▶ **WHAT THE EXERCISE ASKS**
Print the full listing exactly.

▶ **DATA TO PROCESS**
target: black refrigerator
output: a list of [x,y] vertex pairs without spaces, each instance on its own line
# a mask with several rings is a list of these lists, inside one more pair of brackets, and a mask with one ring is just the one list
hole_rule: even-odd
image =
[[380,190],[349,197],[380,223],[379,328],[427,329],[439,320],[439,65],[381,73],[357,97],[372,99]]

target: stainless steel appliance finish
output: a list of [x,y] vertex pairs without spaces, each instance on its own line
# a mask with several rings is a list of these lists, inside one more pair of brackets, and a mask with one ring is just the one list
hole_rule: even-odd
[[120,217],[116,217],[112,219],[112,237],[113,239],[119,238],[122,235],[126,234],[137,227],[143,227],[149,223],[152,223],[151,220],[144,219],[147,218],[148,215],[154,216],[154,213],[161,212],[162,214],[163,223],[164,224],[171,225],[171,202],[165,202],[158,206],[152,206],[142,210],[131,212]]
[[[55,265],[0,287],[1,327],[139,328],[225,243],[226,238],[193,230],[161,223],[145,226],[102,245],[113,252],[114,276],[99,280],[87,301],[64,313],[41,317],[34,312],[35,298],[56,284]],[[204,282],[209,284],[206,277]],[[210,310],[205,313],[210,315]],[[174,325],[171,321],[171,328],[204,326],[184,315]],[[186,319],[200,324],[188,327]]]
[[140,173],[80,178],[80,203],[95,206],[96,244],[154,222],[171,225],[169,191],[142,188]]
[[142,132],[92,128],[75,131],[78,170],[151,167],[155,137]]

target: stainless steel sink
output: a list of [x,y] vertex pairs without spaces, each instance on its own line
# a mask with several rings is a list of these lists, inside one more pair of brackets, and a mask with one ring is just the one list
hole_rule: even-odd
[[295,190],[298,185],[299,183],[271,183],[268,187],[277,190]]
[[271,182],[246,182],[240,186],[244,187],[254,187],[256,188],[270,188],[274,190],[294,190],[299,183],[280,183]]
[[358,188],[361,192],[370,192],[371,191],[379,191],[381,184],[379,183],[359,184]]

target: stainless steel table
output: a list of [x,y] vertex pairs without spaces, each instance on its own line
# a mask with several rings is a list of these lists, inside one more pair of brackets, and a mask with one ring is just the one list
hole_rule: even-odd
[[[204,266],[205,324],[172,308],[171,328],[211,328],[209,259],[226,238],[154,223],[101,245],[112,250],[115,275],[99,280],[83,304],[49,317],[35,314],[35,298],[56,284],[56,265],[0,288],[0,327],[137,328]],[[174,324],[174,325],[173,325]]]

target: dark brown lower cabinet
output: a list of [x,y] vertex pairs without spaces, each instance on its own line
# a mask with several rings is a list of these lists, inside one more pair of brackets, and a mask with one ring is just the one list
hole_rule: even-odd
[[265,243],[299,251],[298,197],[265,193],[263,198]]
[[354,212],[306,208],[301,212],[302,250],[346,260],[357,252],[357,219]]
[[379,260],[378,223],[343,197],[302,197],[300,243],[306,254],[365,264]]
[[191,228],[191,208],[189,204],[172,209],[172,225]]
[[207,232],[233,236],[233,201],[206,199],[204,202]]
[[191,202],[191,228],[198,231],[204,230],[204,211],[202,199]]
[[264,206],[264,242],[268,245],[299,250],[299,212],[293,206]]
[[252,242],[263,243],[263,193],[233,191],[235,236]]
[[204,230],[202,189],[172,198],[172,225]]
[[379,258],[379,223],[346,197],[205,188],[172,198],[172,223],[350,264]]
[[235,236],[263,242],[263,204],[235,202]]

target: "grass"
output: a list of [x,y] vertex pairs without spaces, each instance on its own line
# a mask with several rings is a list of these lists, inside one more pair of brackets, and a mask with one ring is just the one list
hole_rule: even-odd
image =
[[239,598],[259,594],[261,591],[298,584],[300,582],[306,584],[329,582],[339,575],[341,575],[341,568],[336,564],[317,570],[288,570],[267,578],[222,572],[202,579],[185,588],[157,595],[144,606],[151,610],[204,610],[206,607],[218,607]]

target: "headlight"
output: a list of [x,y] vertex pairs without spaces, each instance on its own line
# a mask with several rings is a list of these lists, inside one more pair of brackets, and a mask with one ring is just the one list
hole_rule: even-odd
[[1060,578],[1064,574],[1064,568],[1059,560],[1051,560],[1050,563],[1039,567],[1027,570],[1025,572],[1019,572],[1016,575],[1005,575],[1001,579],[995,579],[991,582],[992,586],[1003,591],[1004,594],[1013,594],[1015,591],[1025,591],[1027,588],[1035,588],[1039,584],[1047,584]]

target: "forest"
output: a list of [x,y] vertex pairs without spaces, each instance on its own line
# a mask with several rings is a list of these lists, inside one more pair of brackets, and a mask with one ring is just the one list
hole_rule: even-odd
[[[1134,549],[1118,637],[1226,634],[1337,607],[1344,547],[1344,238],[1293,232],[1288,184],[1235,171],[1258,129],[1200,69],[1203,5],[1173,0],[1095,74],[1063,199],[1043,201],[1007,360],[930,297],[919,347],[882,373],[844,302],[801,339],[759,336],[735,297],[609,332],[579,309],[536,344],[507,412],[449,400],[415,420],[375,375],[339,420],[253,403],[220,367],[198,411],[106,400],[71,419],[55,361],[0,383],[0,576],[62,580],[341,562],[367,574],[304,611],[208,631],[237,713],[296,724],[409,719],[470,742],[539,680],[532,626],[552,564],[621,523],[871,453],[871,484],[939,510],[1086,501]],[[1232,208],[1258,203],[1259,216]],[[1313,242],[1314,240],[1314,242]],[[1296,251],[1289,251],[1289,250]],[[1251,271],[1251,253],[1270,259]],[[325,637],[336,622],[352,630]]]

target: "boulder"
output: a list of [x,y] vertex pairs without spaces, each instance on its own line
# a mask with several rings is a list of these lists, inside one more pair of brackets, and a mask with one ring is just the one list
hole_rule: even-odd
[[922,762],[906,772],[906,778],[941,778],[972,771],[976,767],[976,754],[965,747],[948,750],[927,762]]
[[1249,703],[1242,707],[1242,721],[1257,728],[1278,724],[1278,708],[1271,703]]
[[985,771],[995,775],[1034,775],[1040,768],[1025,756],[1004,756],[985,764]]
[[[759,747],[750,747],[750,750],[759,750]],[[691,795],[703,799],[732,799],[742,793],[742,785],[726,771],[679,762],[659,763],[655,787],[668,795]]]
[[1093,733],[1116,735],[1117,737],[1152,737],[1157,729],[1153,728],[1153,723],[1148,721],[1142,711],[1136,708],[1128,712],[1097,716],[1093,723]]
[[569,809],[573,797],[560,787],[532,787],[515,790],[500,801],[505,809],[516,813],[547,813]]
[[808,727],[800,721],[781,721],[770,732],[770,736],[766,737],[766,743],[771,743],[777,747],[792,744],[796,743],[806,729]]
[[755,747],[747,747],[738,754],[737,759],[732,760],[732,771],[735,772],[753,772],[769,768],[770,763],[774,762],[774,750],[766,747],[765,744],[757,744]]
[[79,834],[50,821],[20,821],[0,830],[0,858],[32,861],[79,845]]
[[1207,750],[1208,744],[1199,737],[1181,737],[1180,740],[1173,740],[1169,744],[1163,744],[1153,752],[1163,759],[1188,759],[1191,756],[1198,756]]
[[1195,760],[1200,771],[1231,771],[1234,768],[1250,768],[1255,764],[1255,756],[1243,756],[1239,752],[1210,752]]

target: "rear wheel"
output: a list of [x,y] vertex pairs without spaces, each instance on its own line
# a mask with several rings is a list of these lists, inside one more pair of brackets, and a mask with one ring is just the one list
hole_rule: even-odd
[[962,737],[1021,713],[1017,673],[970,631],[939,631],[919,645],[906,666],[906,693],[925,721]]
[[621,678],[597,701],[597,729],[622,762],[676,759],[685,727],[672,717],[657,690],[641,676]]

▶ **EXERCISE RESPONSE**
target: black refrigerator
output: a list of [x,y] vertex pairs without spaces, each instance on its own line
# a mask with several rings is a list of these lists, inside one more pair of brackets, and a mask with one ring is just the one list
hole_rule: even-odd
image =
[[380,190],[349,197],[380,223],[379,328],[427,329],[439,320],[439,65],[381,73],[357,97],[372,99]]

target: stainless steel appliance finish
output: a list of [x,y] vertex pairs without spaces, each instance on its own line
# a mask with several rings is a list of these lists, inside one more pair of brackets, and a mask with one ring is just the one list
hole_rule: even-odd
[[120,217],[116,217],[112,219],[112,237],[113,239],[119,238],[122,235],[126,234],[137,227],[143,227],[149,223],[152,223],[151,220],[144,219],[147,218],[148,215],[154,216],[154,213],[161,212],[162,214],[163,223],[164,224],[171,225],[171,202],[165,202],[158,206],[152,206],[142,210],[131,212]]
[[[55,265],[0,287],[1,327],[139,328],[225,243],[226,238],[193,230],[161,223],[145,226],[102,245],[113,252],[114,276],[99,280],[87,301],[64,313],[41,317],[34,312],[35,298],[56,284]],[[204,282],[209,284],[206,277]],[[210,310],[205,313],[210,315]],[[174,325],[171,321],[171,328],[204,326],[184,315]],[[186,319],[200,324],[188,327]]]
[[140,173],[80,178],[80,203],[95,206],[96,244],[154,222],[171,225],[169,191],[142,188]]
[[142,132],[92,128],[75,131],[78,170],[151,167],[155,137]]

target: stainless steel sink
output: a list of [x,y] vertex pairs without spaces, each instance on its own line
# a mask with several rings is a list of these lists, inside one more pair of brackets, and a mask with one ring is just the one list
hole_rule: even-odd
[[295,190],[298,185],[299,183],[271,183],[268,187],[277,190]]
[[271,182],[246,182],[240,186],[244,187],[254,187],[256,188],[270,188],[274,190],[294,190],[299,183],[280,183]]
[[358,188],[361,192],[370,192],[371,191],[379,191],[381,184],[379,183],[359,184]]

target: stainless steel table
output: a list of [x,y] vertex pairs without spaces, each instance on its own line
# a mask with several rings is a list of these lists, inside one more pair of brackets, and a mask with one ring is just the one list
hole_rule: even-odd
[[[204,266],[205,324],[172,308],[171,328],[211,328],[209,259],[226,238],[154,223],[101,245],[112,250],[115,275],[99,280],[83,304],[49,317],[35,314],[35,298],[56,284],[56,265],[0,288],[0,327],[137,328]],[[174,324],[174,325],[173,325]]]

target: dark brown lower cabinet
output: a list of [x,y] vertex pairs without spaces, each instance on its own line
# a mask with several rings is a list of these lists, inside one more pair of brackets, and a mask with one ring is just the one list
hole_rule: even-odd
[[265,243],[299,251],[298,197],[265,193],[263,198]]
[[354,212],[306,208],[301,212],[302,250],[346,260],[357,252],[357,219]]
[[379,260],[378,223],[343,197],[302,197],[300,243],[306,254],[365,264]]
[[191,228],[191,208],[189,204],[172,209],[172,225]]
[[207,232],[233,236],[233,201],[206,199],[204,202]]
[[191,202],[191,228],[198,231],[204,230],[204,211],[202,199]]
[[264,206],[264,242],[268,245],[299,250],[299,212],[293,206]]
[[252,242],[263,243],[263,193],[233,191],[235,236]]
[[204,230],[202,189],[172,198],[172,225]]
[[379,258],[379,223],[346,197],[205,188],[172,198],[172,223],[350,264]]
[[235,236],[263,242],[263,204],[235,202]]

target: "grass"
output: a list of [x,y] vertex pairs without spaces, each instance on its own line
# a mask with several rings is a list of these lists, inside one more pair of brackets, and a mask with one ring is just the one list
hole_rule: even-odd
image =
[[239,598],[259,594],[261,591],[298,584],[300,582],[306,584],[329,582],[339,575],[341,575],[341,568],[336,564],[317,570],[288,570],[267,578],[222,572],[202,579],[185,588],[157,595],[144,606],[151,610],[204,610],[206,607],[218,607]]

target: "headlight"
output: a list of [x,y] vertex pairs without spaces, each instance on its own line
# a mask with several rings is a list of these lists, inside one more pair of brackets, and a mask with one ring is just the one list
hole_rule: even-odd
[[1060,578],[1064,574],[1064,568],[1059,560],[1051,560],[1050,563],[1039,567],[1027,570],[1025,572],[1019,572],[1016,575],[1005,575],[1001,579],[995,579],[991,582],[992,586],[1003,591],[1004,594],[1013,594],[1015,591],[1025,591],[1027,588],[1035,588],[1039,584],[1047,584]]

target: "forest"
output: a list of [x,y] vertex pairs without spaces, each instance on its own line
# a mask with several rings is a list of these lists, inside one more pair of brackets, and a mask with one ring is just the one list
hole_rule: even-odd
[[[1134,549],[1118,637],[1226,634],[1337,607],[1344,547],[1344,238],[1293,232],[1288,184],[1235,171],[1258,129],[1200,69],[1203,5],[1173,0],[1095,74],[1063,199],[1043,201],[1007,360],[930,297],[919,347],[882,373],[844,302],[801,339],[759,336],[735,297],[609,332],[579,309],[536,344],[507,412],[449,400],[415,420],[375,375],[339,420],[253,403],[220,367],[198,411],[106,400],[71,419],[55,361],[0,383],[0,576],[62,580],[341,562],[367,574],[304,611],[208,631],[237,713],[296,724],[409,719],[470,742],[539,680],[532,626],[552,564],[621,523],[871,453],[871,484],[939,510],[1086,501]],[[1232,208],[1258,203],[1259,216]],[[1313,242],[1314,240],[1314,242]],[[1296,251],[1289,251],[1289,250]],[[1251,271],[1251,253],[1270,259]],[[325,637],[336,622],[352,630]]]

target: "boulder"
output: a list of [x,y] vertex pairs without spaces, each instance on its own line
# a mask with several rings is a list of these lists, inside one more pair of brackets, and a mask with one ring is just the one list
hole_rule: even-odd
[[922,762],[906,772],[906,778],[941,778],[972,771],[976,767],[976,754],[965,747],[948,750],[927,762]]
[[1249,703],[1242,707],[1242,721],[1257,728],[1278,724],[1278,708],[1271,703]]
[[985,771],[995,775],[1034,775],[1040,768],[1025,756],[1004,756],[985,764]]
[[[759,747],[750,747],[750,750],[759,750]],[[691,795],[703,799],[732,799],[742,793],[742,785],[726,771],[679,762],[659,763],[655,787],[668,795]]]
[[1093,733],[1116,735],[1117,737],[1152,737],[1157,729],[1153,728],[1153,723],[1148,721],[1142,711],[1136,708],[1128,712],[1097,716],[1093,723]]
[[569,809],[573,797],[560,787],[532,787],[515,790],[500,801],[505,809],[516,813],[547,813]]
[[808,727],[800,721],[781,721],[770,732],[770,736],[766,737],[766,743],[771,743],[777,747],[792,744],[796,743],[806,729]]
[[755,747],[747,747],[738,754],[737,759],[732,760],[732,771],[735,772],[753,772],[769,768],[770,763],[774,762],[774,750],[766,747],[765,744],[757,744]]
[[79,834],[50,821],[20,821],[0,830],[0,858],[32,861],[79,845]]
[[1207,750],[1208,744],[1199,737],[1181,737],[1180,740],[1173,740],[1169,744],[1163,744],[1153,752],[1163,759],[1188,759],[1191,756],[1198,756]]
[[1195,760],[1200,771],[1231,771],[1234,768],[1250,768],[1255,764],[1255,756],[1243,756],[1239,752],[1210,752]]

target: "rear wheel"
output: a list of [x,y] vertex pairs without spaces, each instance on its own line
# a mask with several rings is a list of these lists, inside one more pair of brackets, and a mask with one ring is just the one list
hole_rule: even-odd
[[962,737],[1021,713],[1017,673],[970,631],[939,631],[919,645],[906,666],[906,693],[925,721]]
[[621,678],[597,701],[597,729],[622,762],[676,759],[685,727],[672,717],[657,690],[641,676]]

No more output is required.